- **PROBLEM TO WORK ON**: Which lines in the records below contain the string "cowbird"? Gather each of those lines in full, matching case exactly.
# START OF RECORDS SHOWN
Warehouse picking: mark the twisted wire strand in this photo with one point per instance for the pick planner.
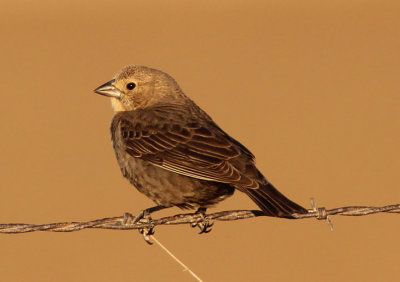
(120, 223)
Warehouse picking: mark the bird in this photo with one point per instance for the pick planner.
(173, 152)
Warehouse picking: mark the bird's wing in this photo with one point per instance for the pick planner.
(188, 146)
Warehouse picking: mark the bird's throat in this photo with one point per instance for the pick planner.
(117, 105)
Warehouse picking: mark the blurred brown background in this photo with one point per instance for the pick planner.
(311, 87)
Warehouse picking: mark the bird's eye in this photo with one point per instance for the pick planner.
(130, 85)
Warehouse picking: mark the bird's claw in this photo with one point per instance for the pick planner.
(148, 231)
(144, 218)
(205, 225)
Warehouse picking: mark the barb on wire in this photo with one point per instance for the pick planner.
(120, 223)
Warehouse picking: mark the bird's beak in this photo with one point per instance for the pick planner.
(108, 89)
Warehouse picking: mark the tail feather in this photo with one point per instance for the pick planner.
(273, 203)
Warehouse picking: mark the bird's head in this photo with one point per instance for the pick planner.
(137, 87)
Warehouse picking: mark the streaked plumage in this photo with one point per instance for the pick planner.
(173, 152)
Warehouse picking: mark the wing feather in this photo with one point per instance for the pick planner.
(188, 147)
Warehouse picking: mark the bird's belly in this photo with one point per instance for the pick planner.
(167, 188)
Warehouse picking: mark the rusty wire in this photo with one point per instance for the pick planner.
(121, 223)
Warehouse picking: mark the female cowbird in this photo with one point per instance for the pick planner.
(174, 153)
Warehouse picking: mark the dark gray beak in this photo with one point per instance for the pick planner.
(108, 89)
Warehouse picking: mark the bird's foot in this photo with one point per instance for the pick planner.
(148, 231)
(145, 218)
(206, 224)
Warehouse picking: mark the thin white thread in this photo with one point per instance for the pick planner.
(185, 268)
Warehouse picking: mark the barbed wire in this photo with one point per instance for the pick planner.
(121, 222)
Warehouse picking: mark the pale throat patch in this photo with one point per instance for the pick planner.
(117, 105)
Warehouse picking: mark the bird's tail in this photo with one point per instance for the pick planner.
(273, 203)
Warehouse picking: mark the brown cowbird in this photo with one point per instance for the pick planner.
(174, 153)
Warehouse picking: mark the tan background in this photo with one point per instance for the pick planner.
(311, 87)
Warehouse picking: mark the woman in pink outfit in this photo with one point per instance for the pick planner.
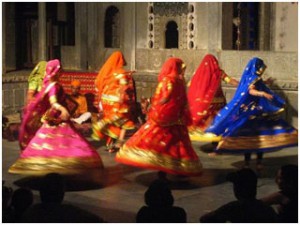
# END OF RECORDS SHOWN
- **EXERCISE ANSWER**:
Warehouse picking: mark the female cowbird in this photo with one point per instance for the pick planner.
Warehouse picking: mark the brown cowbird in this photo with one point per instance for the pick planner.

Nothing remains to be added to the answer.